* begin Recorded data *

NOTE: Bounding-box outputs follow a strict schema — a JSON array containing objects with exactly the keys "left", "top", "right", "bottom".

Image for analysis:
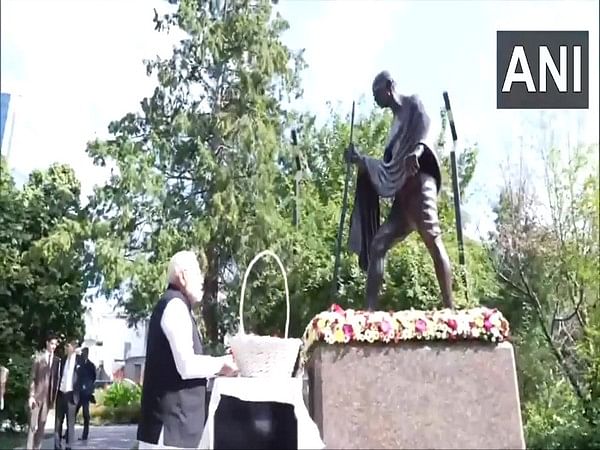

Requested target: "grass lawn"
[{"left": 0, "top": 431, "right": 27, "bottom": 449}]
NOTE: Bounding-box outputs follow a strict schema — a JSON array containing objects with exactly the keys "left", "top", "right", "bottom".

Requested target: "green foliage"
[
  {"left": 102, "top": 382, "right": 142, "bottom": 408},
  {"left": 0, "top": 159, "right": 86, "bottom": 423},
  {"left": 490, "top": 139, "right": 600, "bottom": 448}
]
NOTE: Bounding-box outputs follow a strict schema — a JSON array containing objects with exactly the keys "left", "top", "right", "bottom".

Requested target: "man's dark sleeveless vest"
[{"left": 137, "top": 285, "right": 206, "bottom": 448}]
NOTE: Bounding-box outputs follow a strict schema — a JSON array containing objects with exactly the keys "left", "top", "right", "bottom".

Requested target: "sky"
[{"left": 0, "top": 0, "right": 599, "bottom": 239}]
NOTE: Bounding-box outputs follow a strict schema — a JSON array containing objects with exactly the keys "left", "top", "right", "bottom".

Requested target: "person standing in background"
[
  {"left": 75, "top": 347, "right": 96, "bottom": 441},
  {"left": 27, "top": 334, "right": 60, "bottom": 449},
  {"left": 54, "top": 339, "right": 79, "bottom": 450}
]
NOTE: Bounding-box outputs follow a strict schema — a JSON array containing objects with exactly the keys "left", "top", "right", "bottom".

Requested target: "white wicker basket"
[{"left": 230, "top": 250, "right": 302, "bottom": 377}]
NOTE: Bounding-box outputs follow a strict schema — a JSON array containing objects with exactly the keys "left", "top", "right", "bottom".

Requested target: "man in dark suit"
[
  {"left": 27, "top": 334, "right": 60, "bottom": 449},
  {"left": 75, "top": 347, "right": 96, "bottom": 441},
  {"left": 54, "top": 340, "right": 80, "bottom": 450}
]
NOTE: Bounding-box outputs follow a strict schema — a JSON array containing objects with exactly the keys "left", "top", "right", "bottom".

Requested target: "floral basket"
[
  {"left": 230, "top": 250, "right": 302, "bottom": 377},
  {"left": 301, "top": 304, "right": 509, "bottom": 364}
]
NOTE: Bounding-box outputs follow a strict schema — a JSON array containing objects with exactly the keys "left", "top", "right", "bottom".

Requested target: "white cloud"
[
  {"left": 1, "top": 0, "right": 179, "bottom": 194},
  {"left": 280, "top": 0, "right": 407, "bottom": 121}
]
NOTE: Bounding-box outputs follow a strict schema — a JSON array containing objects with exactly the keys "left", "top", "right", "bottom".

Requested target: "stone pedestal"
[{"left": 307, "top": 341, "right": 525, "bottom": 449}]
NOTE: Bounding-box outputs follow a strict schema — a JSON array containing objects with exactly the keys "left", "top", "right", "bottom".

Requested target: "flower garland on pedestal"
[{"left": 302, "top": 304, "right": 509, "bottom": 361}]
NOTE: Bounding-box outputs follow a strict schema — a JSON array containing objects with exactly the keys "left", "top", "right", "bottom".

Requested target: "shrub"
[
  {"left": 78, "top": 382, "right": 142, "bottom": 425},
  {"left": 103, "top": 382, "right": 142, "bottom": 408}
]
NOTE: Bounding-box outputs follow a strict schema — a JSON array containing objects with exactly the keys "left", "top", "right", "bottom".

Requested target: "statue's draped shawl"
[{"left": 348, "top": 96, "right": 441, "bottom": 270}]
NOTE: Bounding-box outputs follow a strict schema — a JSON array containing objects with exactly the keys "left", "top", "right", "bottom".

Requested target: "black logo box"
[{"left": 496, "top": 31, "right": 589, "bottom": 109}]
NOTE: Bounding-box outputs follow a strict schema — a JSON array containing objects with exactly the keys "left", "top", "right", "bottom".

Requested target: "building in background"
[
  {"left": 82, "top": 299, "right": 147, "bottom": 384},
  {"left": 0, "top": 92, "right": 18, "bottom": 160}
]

* end Recorded data *
* begin Recorded data *

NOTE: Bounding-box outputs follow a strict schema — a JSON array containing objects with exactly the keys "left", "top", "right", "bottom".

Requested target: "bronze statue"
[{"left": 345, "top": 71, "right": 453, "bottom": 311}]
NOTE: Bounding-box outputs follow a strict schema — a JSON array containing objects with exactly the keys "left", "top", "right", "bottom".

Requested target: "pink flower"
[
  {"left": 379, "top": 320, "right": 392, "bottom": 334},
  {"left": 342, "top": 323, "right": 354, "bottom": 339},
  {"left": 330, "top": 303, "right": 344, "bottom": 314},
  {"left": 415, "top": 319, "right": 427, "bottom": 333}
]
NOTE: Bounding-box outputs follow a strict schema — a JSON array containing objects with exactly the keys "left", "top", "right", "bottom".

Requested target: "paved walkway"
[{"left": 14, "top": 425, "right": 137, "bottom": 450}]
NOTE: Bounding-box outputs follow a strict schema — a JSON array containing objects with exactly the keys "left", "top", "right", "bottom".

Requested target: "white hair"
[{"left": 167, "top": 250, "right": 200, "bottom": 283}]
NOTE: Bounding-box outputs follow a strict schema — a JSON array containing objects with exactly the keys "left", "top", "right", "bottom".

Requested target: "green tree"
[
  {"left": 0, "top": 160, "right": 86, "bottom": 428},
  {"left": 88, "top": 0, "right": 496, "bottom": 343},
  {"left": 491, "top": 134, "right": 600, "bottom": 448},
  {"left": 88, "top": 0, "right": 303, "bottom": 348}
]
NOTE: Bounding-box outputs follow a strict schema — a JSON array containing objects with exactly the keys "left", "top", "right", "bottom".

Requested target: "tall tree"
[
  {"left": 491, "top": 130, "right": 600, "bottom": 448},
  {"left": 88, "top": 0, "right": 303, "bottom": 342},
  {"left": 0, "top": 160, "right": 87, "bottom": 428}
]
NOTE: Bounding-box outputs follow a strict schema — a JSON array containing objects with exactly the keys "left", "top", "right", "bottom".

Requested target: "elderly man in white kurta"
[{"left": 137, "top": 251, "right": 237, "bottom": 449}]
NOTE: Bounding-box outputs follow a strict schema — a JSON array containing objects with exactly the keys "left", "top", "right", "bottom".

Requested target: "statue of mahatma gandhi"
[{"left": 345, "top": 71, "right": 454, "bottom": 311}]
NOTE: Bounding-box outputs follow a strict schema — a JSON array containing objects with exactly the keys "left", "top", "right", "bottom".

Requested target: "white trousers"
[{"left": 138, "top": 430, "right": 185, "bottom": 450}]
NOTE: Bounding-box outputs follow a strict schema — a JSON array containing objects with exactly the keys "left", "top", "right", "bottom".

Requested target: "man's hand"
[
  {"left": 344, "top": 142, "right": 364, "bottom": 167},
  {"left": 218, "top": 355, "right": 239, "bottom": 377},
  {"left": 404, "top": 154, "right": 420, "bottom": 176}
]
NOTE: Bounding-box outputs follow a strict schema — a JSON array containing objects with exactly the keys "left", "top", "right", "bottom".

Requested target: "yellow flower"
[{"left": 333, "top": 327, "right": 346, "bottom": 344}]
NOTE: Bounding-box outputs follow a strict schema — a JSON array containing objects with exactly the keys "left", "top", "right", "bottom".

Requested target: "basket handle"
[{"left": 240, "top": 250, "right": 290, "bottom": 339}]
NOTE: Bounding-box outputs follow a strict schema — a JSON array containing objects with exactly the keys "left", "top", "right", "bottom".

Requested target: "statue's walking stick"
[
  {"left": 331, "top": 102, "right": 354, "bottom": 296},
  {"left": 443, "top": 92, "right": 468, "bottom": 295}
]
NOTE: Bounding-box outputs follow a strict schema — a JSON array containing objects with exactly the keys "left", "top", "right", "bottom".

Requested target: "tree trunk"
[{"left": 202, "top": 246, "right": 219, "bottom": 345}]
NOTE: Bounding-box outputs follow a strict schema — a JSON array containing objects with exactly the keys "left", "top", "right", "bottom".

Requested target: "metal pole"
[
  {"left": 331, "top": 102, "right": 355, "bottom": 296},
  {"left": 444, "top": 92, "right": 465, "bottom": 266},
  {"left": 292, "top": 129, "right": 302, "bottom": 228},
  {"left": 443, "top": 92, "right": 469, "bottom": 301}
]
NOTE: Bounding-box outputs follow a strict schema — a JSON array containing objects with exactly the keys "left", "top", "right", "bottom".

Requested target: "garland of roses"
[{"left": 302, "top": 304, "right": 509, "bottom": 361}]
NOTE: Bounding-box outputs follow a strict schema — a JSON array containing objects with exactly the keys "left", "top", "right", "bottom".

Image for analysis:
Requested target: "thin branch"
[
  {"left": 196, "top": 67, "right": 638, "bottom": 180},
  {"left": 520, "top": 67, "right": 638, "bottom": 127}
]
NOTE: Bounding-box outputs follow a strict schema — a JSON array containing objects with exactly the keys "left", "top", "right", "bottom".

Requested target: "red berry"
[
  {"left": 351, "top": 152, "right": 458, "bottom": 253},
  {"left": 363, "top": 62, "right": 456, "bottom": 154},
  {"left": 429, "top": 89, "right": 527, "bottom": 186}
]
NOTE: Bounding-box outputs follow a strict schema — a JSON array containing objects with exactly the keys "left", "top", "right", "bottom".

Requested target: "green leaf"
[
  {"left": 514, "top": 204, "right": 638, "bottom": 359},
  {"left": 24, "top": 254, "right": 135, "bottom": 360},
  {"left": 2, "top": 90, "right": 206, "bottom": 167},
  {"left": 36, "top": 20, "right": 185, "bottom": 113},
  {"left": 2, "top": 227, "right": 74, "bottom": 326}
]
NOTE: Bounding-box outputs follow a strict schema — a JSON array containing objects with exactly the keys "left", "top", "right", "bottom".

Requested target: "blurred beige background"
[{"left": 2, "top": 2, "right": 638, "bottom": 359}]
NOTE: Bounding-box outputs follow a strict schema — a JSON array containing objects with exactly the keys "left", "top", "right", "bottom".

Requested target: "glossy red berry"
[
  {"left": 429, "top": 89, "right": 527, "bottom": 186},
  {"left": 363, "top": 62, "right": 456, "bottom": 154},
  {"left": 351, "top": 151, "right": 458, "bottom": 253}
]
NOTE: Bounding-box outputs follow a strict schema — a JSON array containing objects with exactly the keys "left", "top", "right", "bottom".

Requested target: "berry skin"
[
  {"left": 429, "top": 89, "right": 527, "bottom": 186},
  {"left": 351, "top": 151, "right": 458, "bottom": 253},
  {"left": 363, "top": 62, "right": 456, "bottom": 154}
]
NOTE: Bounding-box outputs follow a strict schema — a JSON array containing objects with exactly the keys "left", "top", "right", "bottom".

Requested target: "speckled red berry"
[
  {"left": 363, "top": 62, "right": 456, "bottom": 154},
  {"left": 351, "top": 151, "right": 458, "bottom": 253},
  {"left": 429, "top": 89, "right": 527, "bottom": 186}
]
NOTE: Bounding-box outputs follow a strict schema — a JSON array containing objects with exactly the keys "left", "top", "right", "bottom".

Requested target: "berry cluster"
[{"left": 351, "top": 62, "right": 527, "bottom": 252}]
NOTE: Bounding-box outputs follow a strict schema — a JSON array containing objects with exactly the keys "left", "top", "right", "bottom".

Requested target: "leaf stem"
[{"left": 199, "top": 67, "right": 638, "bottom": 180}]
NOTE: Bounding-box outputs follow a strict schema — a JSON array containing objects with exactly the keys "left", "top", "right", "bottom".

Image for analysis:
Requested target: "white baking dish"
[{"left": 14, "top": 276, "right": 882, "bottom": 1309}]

* end Recorded data *

**Goal of the exercise:** Extract every line from the two blocks above that contains the word "white", and treat the match as case-sensitive.

**Response below:**
Requested target: "white wicker basket"
Requested target: "white cloud"
Requested target: "white hair"
Requested target: "elderly man in white kurta"
Requested target: "white trousers"
Requested target: "white baking dish"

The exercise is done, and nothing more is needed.